-- START OF Dataset content --
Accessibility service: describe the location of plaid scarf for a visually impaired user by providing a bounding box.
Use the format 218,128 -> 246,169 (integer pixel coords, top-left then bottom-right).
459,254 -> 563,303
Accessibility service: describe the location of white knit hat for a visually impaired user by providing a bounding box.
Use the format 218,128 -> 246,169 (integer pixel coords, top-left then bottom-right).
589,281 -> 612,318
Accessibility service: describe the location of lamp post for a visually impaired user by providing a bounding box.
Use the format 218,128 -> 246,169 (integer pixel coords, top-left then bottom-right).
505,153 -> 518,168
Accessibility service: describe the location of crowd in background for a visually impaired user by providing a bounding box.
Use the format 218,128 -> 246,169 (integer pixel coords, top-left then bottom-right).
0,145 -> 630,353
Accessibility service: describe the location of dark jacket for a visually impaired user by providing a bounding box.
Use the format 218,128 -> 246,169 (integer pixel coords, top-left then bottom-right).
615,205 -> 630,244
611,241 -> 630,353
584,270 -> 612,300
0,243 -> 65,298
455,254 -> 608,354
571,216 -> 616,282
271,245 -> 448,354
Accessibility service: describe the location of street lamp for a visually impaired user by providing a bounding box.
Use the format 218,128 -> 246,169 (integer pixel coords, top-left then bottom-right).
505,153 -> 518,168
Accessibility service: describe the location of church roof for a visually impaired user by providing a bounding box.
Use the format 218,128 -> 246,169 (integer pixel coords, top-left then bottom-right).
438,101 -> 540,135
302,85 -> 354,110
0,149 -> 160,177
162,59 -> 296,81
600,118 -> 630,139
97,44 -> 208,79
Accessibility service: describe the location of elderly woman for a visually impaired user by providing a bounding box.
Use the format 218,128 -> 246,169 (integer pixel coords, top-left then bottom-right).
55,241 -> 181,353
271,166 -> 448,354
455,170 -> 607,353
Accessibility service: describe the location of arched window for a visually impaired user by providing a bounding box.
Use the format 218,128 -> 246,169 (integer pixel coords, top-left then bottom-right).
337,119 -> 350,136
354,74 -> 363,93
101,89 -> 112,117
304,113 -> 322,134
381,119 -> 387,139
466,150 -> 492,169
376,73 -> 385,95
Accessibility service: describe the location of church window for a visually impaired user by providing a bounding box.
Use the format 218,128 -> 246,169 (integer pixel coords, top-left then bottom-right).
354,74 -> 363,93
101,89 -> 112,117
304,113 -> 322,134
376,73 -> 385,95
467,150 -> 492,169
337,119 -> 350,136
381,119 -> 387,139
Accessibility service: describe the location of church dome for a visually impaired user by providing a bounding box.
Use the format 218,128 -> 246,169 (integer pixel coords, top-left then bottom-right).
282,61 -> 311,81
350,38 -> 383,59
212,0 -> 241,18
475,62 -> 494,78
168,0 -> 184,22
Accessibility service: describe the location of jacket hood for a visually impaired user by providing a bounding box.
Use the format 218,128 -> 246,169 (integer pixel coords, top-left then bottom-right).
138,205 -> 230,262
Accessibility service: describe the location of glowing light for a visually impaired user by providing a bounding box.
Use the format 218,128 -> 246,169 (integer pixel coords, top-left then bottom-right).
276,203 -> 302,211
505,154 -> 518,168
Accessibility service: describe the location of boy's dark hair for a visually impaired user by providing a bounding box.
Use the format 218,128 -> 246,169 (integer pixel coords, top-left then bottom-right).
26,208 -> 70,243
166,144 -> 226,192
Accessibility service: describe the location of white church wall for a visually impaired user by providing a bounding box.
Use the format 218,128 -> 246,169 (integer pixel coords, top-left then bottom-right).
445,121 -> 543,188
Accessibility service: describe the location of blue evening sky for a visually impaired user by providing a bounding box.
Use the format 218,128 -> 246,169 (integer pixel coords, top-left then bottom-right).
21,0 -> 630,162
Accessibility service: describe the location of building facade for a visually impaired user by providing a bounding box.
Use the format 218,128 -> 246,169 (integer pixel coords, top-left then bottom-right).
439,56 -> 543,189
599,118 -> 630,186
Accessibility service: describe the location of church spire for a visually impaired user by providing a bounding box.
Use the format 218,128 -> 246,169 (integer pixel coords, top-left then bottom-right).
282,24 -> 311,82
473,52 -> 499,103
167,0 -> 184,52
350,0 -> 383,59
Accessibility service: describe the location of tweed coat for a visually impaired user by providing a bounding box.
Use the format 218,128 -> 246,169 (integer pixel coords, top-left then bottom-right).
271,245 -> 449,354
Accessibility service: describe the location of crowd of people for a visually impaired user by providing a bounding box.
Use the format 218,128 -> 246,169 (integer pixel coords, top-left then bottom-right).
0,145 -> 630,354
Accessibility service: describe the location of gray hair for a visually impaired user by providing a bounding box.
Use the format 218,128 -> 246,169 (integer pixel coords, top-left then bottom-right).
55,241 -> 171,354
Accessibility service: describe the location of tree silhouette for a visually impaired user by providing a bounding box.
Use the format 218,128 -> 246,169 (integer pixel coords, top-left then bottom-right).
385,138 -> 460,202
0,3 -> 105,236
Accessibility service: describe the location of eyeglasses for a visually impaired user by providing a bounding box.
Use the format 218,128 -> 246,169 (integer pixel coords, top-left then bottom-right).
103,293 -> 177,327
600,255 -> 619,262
-- END OF Dataset content --
What is expected
Repeat the material above, swapping each "visually impaired user" for "low-vision user" and leaving everything else unchanged.

Answer to the exercise
Accessibility service: describe the location of plaid scarf for a low-vision user by providing a bounding box.
Use the format 218,128 -> 246,169 (integer pixel coords, top-left then bottom-right).
459,254 -> 563,303
Accessibility service: describe the location of white knit hat for a low-vision user by providing a bounding box.
Use the format 218,128 -> 246,169 (integer pixel coords, top-left then bottom-right).
589,281 -> 612,318
Accessibility service: describe the location of lamp post for a low-vision user by providing a bounding box.
Use the format 218,128 -> 246,169 (integer pixel coords, top-left then bottom-right).
505,153 -> 518,168
Accessibility service: describe the location of crowd in background for a low-vision user by providing a bounding box.
Use the format 218,128 -> 246,169 (integer pixel coords, top-left then bottom-right).
0,145 -> 630,353
Accessibility service: describe the location of dark jacket for a low-vision user by providing a bounding box.
Use the format 218,128 -> 246,169 (integer pixel coords, top-left then bottom-right).
615,205 -> 630,244
611,241 -> 630,353
584,270 -> 612,300
0,243 -> 65,298
455,254 -> 608,354
571,216 -> 616,282
271,245 -> 448,354
Accessibility service: describe the location of street lamp for a low-vision user by providing a bounding box.
Use the format 218,128 -> 246,169 (integer pixel coords, top-left then bottom-right).
505,153 -> 518,168
Accessibility service: describe the location of church roof for a low-vision user by providing a bounding box.
Use the format 218,128 -> 246,169 (integer pixel coords, top-left then bottom-right).
438,101 -> 540,135
302,85 -> 354,110
0,149 -> 160,177
162,59 -> 296,81
600,118 -> 630,139
97,44 -> 208,79
Accessibility service: describe the location of elderly woman for a low-vision user by providing a bounding box.
Use the format 218,128 -> 246,169 (integer pixel coords, top-left then bottom-right).
55,241 -> 181,353
271,166 -> 448,354
455,170 -> 607,353
Accessibility service: describe the location of arched window for a low-vision user by providing a bounding box.
Use the format 218,128 -> 246,169 (integer pixel coords, top-left then bottom-right).
337,119 -> 350,136
354,74 -> 363,93
101,89 -> 112,117
304,113 -> 322,134
381,119 -> 387,139
466,150 -> 492,169
376,73 -> 385,95
Accessibility service: describe the location of church window for a low-vision user by providing a bounding box.
Use the format 218,128 -> 246,169 (integer pixel coords, top-left then bottom-right).
354,74 -> 363,93
101,89 -> 112,117
304,113 -> 322,134
376,73 -> 385,95
467,150 -> 492,169
337,119 -> 350,136
381,119 -> 387,139
Accessibility service: describe the location of church dome for a low-vision user by providing a bounding box.
Use the format 218,128 -> 246,169 (integer pixel coords, top-left then bottom-right).
282,61 -> 311,81
350,38 -> 383,59
212,0 -> 241,18
475,62 -> 494,78
168,0 -> 184,22
Accessibility service: describe the location of jacket hood for a low-vision user by providing a bounding box.
Use the format 218,128 -> 246,169 (integer pixel coords, top-left then bottom-right).
138,205 -> 230,262
Accessibility service: describe the location of glowing light for a low-vision user by providing a bounding box.
Use the format 218,128 -> 246,169 (integer pixel coords, top-left then bottom-right).
276,203 -> 302,211
505,154 -> 518,168
Accessibility service: describe the location of boy's dark hair for a low-vision user by providing a bounding box.
Use the format 218,128 -> 246,169 (integer pixel coords, top-left then bottom-right).
26,208 -> 70,243
166,144 -> 226,192
Accessibility service: describe the location of white church wall for a low-vision user by providing a bounding box.
Use the format 218,128 -> 246,169 (integer pixel coords, top-left then bottom-right).
445,121 -> 543,188
Accessibility service: describe the location of blue evening sky for a low-vision user by providing a bounding box.
Use the format 218,128 -> 246,169 (integer pixel coords, top-left then bottom-right).
21,0 -> 630,162
Accessibility service: describe the location of building facade for a low-vision user by providing a bounding box.
Use the format 218,128 -> 246,169 (integer pixel coords, top-left then bottom-right).
439,56 -> 543,189
599,118 -> 630,186
Accessibility service: describe the location of church spire for a low-vision user by providing a bounding box.
Use the format 218,128 -> 246,169 (integer pixel coords, top-left then bottom-right).
282,24 -> 311,82
473,52 -> 499,103
167,0 -> 184,52
350,0 -> 383,59
Accessibility service: describe the location of tweed coat for a low-vision user by providing a bounding box.
Use the format 218,128 -> 246,169 (integer pixel coords, top-left then bottom-right).
271,245 -> 449,354
Accessibility service: describe the location of crowd of people for a low-vision user by providing a bounding box.
Use the format 218,128 -> 246,169 (integer pixel coords, top-left then bottom-right).
0,145 -> 630,354
Accessibility service: describe the location of gray hair for a low-vision user by providing a bounding box.
Use the format 218,128 -> 246,169 (integer pixel coords, top-left then bottom-right).
55,241 -> 171,354
Accessibility service: describe the location of tree silhouette for a low-vision user by providing a bounding box.
Use the format 218,128 -> 246,169 (integer pixel coords, top-left then bottom-right).
385,138 -> 460,202
0,3 -> 105,236
Accessibility service: describe the location of eyeglasses for a low-vision user by providing a bounding box.
Use the format 218,128 -> 246,169 (integer pixel coords, top-left then bottom-right).
103,293 -> 177,327
600,255 -> 619,262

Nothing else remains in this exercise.